DIRECTIONS:
• 1. According to the retrotransposon abstract, why can retroelement populations in Arabidopsis thaliana be characterized comprehensively? Answer in one or two sentences.
• 2. Go on with the retrotransposon abstract, starting right after its last sentence.

(SELECTED TEXT)

Published: 29 September 2004

Abstract

Background

Retrotransposons are an abundant component of eukaryotic genomes. The high quality of the Arabidopsis thaliana genome sequence makes it possible to comprehensively characterize retroelement populations and explore factors that contribute to their genomic distribution.

Results

We identified the full complement of A. thaliana long terminal repeat (LTR) retroelements using RetroMap, a software tool that iteratively searches genome sequences for reverse transcriptases and then defines retroelement insertions. Relative ages of full-length elements were estimated by assessing sequence divergence between LTRs: the Pseudoviridae were significantly younger than the Metaviridae. All retroelement insertions were mapped onto the genome sequence and their distribution was distinctly non-uniform. Although both Pseudoviridae and Metaviridae tend to cluster within pericentromeric heterochromatin, this association is significantly more pronounced for all three Metaviridae sublineages (Metavirus, Tat and Athila). Among these, Tat and Athila are strictly associated with pericentromeric heterochromatin.

(End SELECTED TEXT)
(ENTRIES SHOWN)

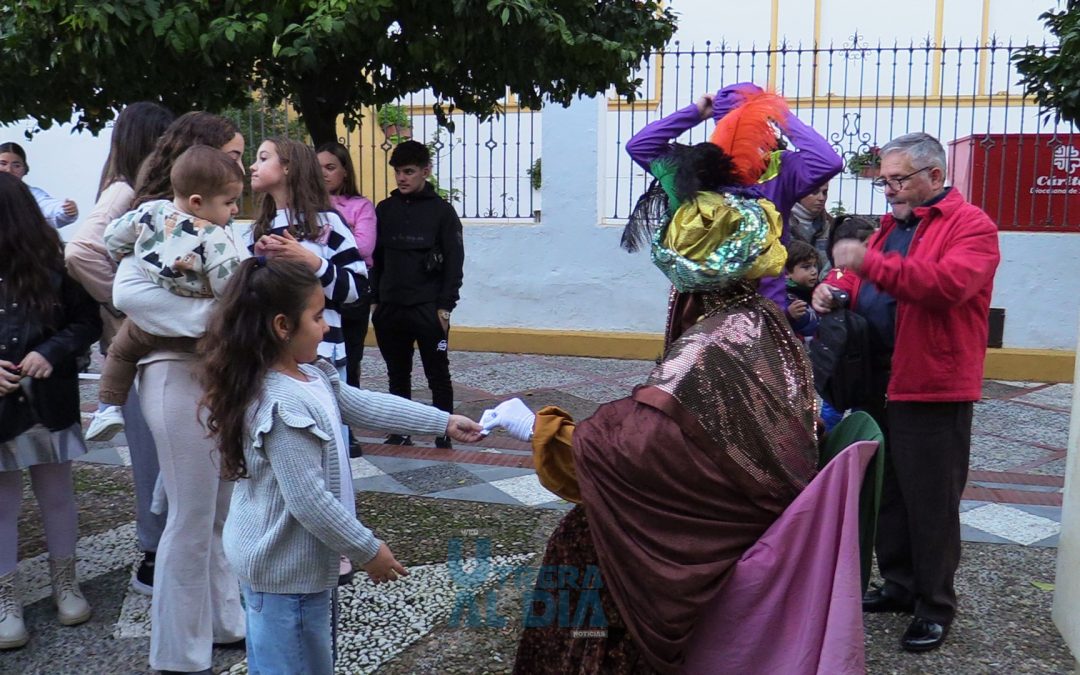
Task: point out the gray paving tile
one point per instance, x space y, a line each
993 389
481 491
381 484
1023 422
516 376
596 367
557 505
995 454
1050 542
495 473
103 456
601 392
444 476
1056 395
975 535
968 504
394 464
1053 513
1017 486
1055 468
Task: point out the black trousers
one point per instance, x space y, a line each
918 543
396 328
354 329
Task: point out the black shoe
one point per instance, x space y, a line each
143 581
878 601
923 635
237 644
355 449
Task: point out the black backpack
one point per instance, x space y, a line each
840 355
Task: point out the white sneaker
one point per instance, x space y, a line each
12 629
106 423
71 607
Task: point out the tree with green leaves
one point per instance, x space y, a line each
326 57
1052 75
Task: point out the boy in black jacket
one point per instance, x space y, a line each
415 280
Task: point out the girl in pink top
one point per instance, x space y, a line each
359 214
356 211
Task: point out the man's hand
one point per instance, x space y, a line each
513 416
849 253
797 309
460 428
36 366
385 566
822 300
705 107
9 377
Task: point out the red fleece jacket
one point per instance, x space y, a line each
943 289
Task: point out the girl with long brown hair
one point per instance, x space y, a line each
46 320
196 597
277 413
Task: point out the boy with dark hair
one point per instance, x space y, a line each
416 279
801 268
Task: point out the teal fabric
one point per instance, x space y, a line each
858 427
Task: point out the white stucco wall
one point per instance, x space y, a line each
566 272
1037 284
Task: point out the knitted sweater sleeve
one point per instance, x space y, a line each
383 412
293 446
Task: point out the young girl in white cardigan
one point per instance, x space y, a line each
277 414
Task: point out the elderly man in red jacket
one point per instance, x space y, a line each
923 283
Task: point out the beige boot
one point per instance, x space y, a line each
12 630
71 607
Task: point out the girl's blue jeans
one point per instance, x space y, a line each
288 633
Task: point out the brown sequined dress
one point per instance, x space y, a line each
676 483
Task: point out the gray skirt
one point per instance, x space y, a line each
37 445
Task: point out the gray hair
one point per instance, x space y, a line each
923 149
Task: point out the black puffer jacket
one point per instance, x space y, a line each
418 251
76 324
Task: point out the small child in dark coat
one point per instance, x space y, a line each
801 268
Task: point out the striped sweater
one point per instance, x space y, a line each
342 274
286 524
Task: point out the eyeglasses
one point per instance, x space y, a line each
895 184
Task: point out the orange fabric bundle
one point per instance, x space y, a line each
747 136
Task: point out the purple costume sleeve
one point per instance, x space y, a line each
802 172
655 139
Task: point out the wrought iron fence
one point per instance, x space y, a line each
859 97
486 169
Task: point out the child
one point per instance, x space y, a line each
57 213
277 412
801 268
359 214
297 223
185 245
845 227
418 266
46 320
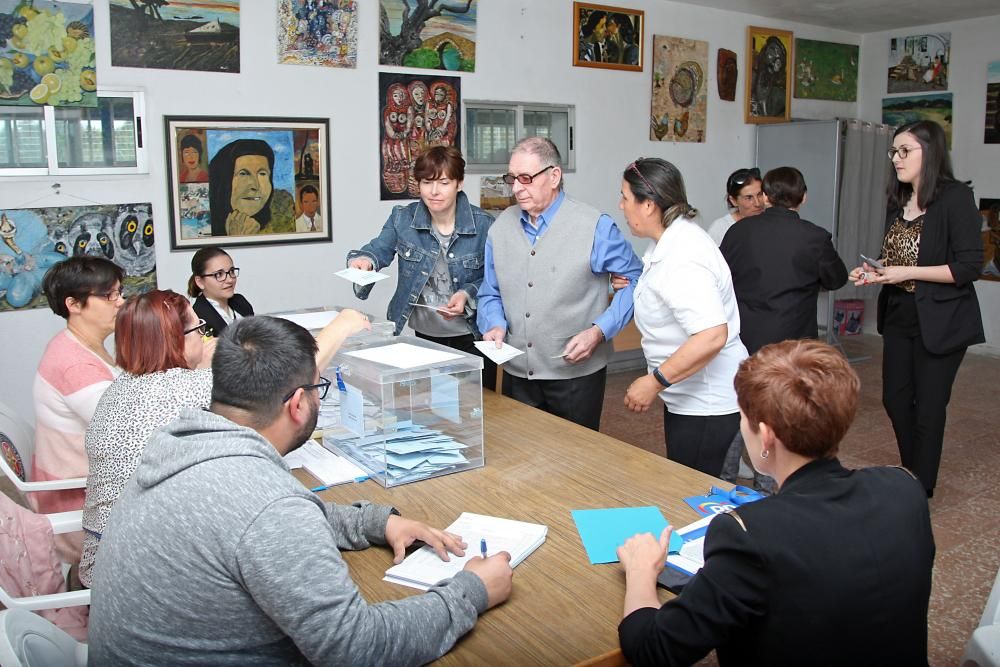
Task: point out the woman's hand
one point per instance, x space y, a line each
641 393
455 305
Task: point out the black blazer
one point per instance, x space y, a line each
948 313
207 311
779 263
835 569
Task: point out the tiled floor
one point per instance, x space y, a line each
964 510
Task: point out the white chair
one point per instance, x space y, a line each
19 435
983 649
28 640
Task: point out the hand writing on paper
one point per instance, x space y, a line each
496 574
581 346
641 393
495 334
401 533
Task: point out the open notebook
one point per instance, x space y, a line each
424 568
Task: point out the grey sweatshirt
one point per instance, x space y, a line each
215 554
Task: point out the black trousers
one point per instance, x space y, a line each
699 442
580 400
465 344
916 388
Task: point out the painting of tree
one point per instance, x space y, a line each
428 34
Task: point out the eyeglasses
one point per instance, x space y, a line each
902 151
741 177
221 275
525 179
634 167
322 386
201 328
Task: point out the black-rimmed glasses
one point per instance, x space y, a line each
525 179
201 328
221 275
322 387
902 151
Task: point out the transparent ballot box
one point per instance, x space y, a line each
405 409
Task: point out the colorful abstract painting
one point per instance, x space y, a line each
991 134
47 54
318 32
179 34
415 112
429 34
898 111
35 239
680 89
826 70
919 63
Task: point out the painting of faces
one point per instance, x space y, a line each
35 239
247 182
416 112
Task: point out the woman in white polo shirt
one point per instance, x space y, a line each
686 311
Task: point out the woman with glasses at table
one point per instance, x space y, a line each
686 312
928 313
744 197
834 569
212 285
166 360
74 371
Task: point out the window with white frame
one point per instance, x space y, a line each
46 140
492 129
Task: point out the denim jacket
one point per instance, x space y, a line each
407 233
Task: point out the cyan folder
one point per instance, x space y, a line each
604 530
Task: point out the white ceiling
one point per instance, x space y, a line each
860 16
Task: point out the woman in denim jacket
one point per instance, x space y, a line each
440 241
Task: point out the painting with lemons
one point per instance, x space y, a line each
47 54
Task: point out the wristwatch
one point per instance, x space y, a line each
659 378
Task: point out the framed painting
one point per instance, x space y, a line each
826 70
919 63
680 89
608 37
36 239
247 181
47 54
318 34
429 34
416 112
769 83
180 34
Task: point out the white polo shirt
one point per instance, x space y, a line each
685 288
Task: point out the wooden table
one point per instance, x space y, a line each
538 468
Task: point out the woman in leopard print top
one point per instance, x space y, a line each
928 312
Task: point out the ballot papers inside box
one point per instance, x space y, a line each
405 409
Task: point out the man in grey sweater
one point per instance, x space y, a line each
215 554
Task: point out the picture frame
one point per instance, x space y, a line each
769 76
214 161
608 37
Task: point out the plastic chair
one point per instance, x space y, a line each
983 649
17 435
28 640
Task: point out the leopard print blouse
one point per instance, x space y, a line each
901 246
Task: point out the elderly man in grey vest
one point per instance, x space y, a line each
545 289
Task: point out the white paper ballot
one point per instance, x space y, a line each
498 356
359 277
403 355
312 320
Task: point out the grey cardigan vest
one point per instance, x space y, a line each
548 291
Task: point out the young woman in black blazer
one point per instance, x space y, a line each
213 286
928 313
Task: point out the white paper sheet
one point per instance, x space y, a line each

(End ENTRIES SHOWN)

RESULTS OF THE TASKS:
• 1. The Arabidopsis thaliana genome sequence is of high quality. That makes it possible to comprehensively characterize its retroelement populations and explore the factors behind their genomic distribution.

• 2.
Conclusions

The non-uniform genomic distribution of the Pseudoviridae and the Metaviridae can be explained by a variety of factors including target-site bias, selection against integration into euchromatin and pericentromeric accumulation of elements as a result of suppression of recombination. However, comparisons based on the age of elements and their chromosomal location indicate that integration-site specificity is likely to be the primary factor determining distribution of the Athila and Tat sublineages of the Metaviridae. We predict that, like retroelements in yeast, the Athila and Tat elements target integration to pericentromeric regions by recognizing a specific feature of pericentromeric heterochromatin.